(Collection entries)
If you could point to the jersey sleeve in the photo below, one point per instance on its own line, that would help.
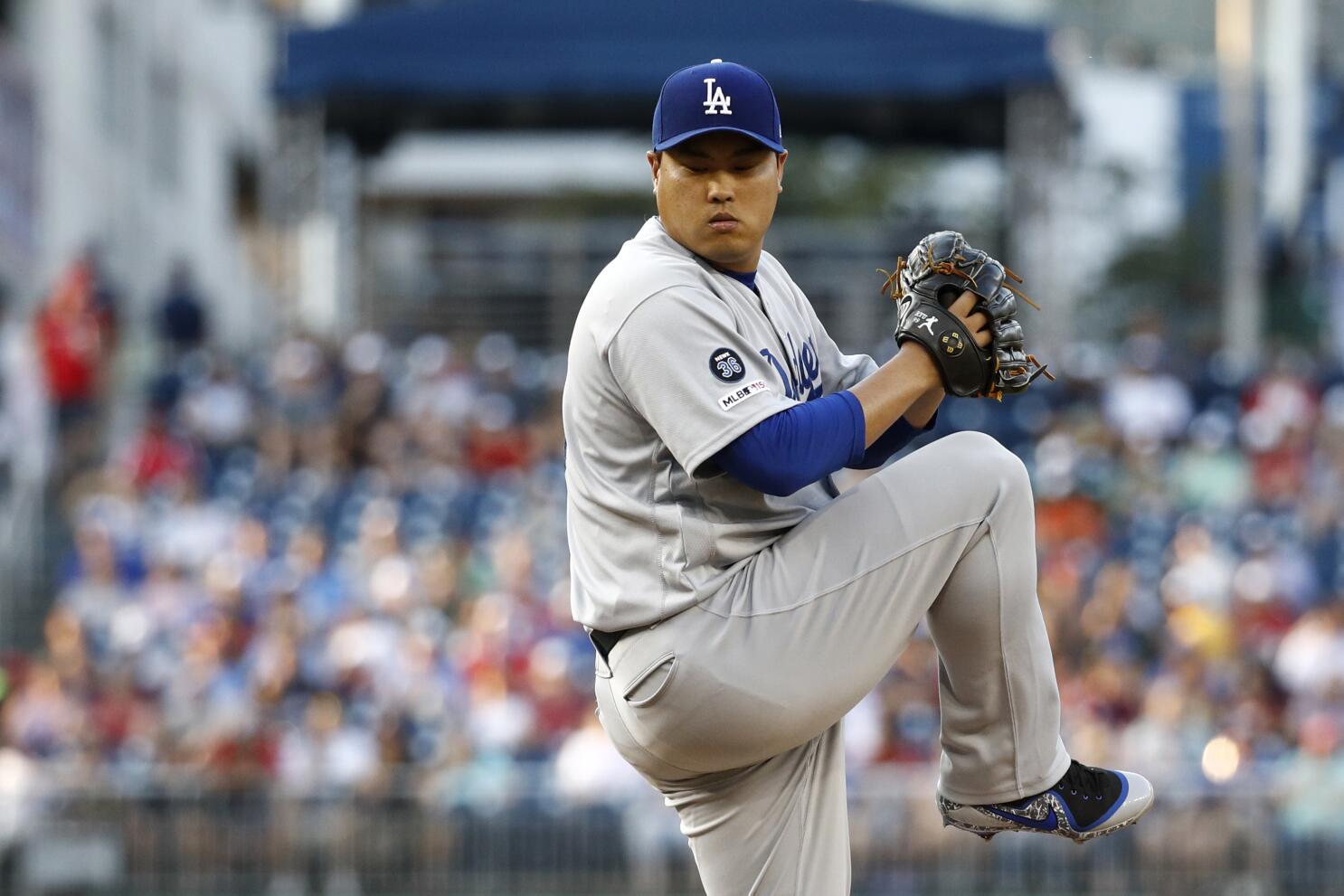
(839, 371)
(687, 371)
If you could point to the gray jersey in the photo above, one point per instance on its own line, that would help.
(669, 362)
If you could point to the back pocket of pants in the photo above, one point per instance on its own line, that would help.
(652, 683)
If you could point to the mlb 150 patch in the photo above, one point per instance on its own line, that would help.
(727, 364)
(740, 395)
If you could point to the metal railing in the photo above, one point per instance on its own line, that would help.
(177, 844)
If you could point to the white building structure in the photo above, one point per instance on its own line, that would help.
(152, 118)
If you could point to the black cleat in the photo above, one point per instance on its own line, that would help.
(1084, 804)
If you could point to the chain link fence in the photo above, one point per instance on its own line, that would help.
(257, 841)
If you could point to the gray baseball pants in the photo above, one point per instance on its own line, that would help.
(733, 708)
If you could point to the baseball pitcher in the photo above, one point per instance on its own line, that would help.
(738, 603)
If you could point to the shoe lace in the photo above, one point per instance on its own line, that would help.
(1082, 779)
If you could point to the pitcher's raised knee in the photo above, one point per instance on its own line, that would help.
(980, 456)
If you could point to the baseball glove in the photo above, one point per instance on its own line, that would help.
(926, 284)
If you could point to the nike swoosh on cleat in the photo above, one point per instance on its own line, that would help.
(1048, 823)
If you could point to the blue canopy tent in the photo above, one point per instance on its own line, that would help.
(866, 68)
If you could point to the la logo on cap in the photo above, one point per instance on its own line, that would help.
(715, 102)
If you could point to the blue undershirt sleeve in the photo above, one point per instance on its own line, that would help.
(895, 439)
(797, 447)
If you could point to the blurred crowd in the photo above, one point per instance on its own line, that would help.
(342, 569)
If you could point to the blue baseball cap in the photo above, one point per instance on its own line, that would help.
(716, 96)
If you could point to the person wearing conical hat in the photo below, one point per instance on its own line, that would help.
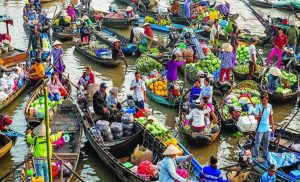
(38, 140)
(226, 62)
(293, 34)
(167, 172)
(274, 78)
(57, 55)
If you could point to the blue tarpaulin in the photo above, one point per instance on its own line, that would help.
(283, 159)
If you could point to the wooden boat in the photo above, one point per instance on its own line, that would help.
(67, 117)
(14, 95)
(228, 121)
(33, 121)
(107, 35)
(15, 56)
(108, 62)
(282, 173)
(279, 97)
(5, 145)
(200, 138)
(162, 100)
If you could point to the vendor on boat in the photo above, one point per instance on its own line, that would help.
(215, 32)
(226, 62)
(57, 54)
(195, 92)
(116, 49)
(4, 69)
(85, 33)
(265, 112)
(56, 89)
(35, 43)
(37, 71)
(171, 67)
(40, 148)
(139, 91)
(100, 103)
(274, 78)
(211, 172)
(87, 78)
(167, 172)
(252, 57)
(112, 99)
(148, 31)
(270, 175)
(71, 12)
(199, 116)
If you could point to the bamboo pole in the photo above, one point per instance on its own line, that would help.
(47, 134)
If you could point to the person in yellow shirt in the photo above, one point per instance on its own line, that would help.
(37, 71)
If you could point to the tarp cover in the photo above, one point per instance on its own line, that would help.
(283, 159)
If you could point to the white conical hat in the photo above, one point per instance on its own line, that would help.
(40, 130)
(275, 71)
(171, 150)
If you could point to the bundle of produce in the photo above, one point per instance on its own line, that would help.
(146, 64)
(140, 154)
(244, 69)
(242, 54)
(208, 65)
(117, 130)
(103, 127)
(37, 107)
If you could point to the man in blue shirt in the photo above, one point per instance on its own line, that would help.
(269, 176)
(265, 112)
(211, 173)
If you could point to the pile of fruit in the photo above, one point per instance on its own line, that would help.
(244, 69)
(159, 87)
(159, 130)
(209, 65)
(146, 64)
(242, 54)
(161, 22)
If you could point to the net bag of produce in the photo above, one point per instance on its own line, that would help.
(141, 154)
(127, 118)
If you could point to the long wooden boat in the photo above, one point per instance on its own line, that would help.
(282, 173)
(5, 145)
(279, 97)
(33, 121)
(162, 100)
(199, 138)
(228, 121)
(107, 35)
(108, 62)
(69, 118)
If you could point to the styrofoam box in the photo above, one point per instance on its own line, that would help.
(247, 123)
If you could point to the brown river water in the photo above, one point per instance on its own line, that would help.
(90, 166)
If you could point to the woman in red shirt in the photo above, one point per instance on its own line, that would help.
(147, 30)
(280, 41)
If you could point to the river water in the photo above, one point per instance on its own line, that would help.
(90, 166)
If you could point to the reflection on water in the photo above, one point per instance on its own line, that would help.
(90, 166)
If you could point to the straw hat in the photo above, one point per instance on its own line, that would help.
(145, 24)
(275, 71)
(114, 91)
(171, 150)
(40, 130)
(128, 8)
(56, 42)
(85, 17)
(63, 13)
(227, 47)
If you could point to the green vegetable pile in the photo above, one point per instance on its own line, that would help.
(146, 64)
(210, 64)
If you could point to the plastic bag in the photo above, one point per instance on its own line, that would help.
(141, 154)
(127, 118)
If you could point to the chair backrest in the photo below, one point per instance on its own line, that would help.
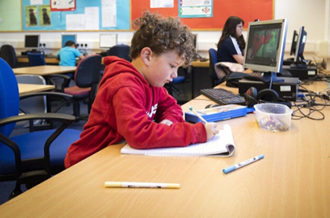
(34, 104)
(9, 97)
(36, 59)
(7, 52)
(88, 71)
(213, 61)
(121, 51)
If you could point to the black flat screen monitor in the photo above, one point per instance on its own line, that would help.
(68, 37)
(299, 55)
(31, 42)
(265, 45)
(196, 56)
(294, 43)
(107, 41)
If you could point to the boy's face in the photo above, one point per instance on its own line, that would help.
(163, 68)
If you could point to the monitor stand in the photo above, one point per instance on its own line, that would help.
(272, 76)
(298, 66)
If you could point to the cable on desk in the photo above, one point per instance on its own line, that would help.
(310, 102)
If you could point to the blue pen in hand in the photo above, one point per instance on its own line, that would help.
(242, 164)
(199, 116)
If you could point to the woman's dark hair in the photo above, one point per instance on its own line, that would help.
(162, 35)
(230, 30)
(70, 43)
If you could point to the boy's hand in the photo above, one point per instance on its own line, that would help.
(211, 130)
(167, 122)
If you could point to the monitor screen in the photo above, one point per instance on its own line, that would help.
(107, 41)
(68, 37)
(31, 41)
(299, 55)
(265, 45)
(195, 41)
(294, 43)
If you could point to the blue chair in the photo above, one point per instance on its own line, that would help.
(212, 73)
(32, 157)
(36, 59)
(86, 77)
(8, 53)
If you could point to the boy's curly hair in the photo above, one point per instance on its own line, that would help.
(162, 35)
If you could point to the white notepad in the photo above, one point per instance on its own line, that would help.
(220, 145)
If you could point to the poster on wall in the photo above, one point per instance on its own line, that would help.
(62, 5)
(44, 15)
(195, 8)
(31, 16)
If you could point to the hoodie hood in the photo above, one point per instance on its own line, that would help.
(115, 65)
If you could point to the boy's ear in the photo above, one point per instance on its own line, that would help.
(146, 55)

Instruction:
Edit the records from the line with "If you could point to the monitor stand" through the end of the records, changing "blue chair" to "office chair" and leaving everything else unchanged.

Exercise result:
If you could point to the monitor stand in the photo above, one point per instance on its own line, that would help.
(272, 76)
(298, 66)
If you could point to the cable on desk in the photo above, one point per instance on its own line, that would help.
(310, 102)
If you could point to the blue pen in hand in the photo above, one point per instance on its own line, that would help.
(242, 164)
(199, 116)
If you could point to the woman's dark hair in the photo above, one point per instance on its own line, that would help.
(162, 35)
(230, 30)
(70, 43)
If you could point to the boy's hand in the photo above, one point per instance on its own line, that would help.
(211, 130)
(167, 122)
If you could point to the monitor screen in the photo above, one point per instance on its own line, that would help.
(107, 41)
(68, 37)
(31, 41)
(299, 55)
(265, 45)
(195, 41)
(294, 43)
If you could point to the office chair in the photo above, one point per instance on its own line, that would help.
(212, 73)
(32, 157)
(36, 59)
(86, 77)
(8, 53)
If you could point to the boy's curly hair in the photo above, one point per instance on its own line, that would help.
(162, 35)
If you could point to the white notepad in the photo above, one point per instance on its own line, that would help.
(220, 145)
If you could point to the poster on wall in the photo above, one point per instance on its own line, that would help.
(62, 5)
(44, 15)
(195, 8)
(31, 16)
If you could point to the hoodie hood in the photo above, one point per instance on its own line, that would help.
(115, 65)
If you could point to the boy's ear in the photo above, one point per instance on its own line, that would help.
(146, 55)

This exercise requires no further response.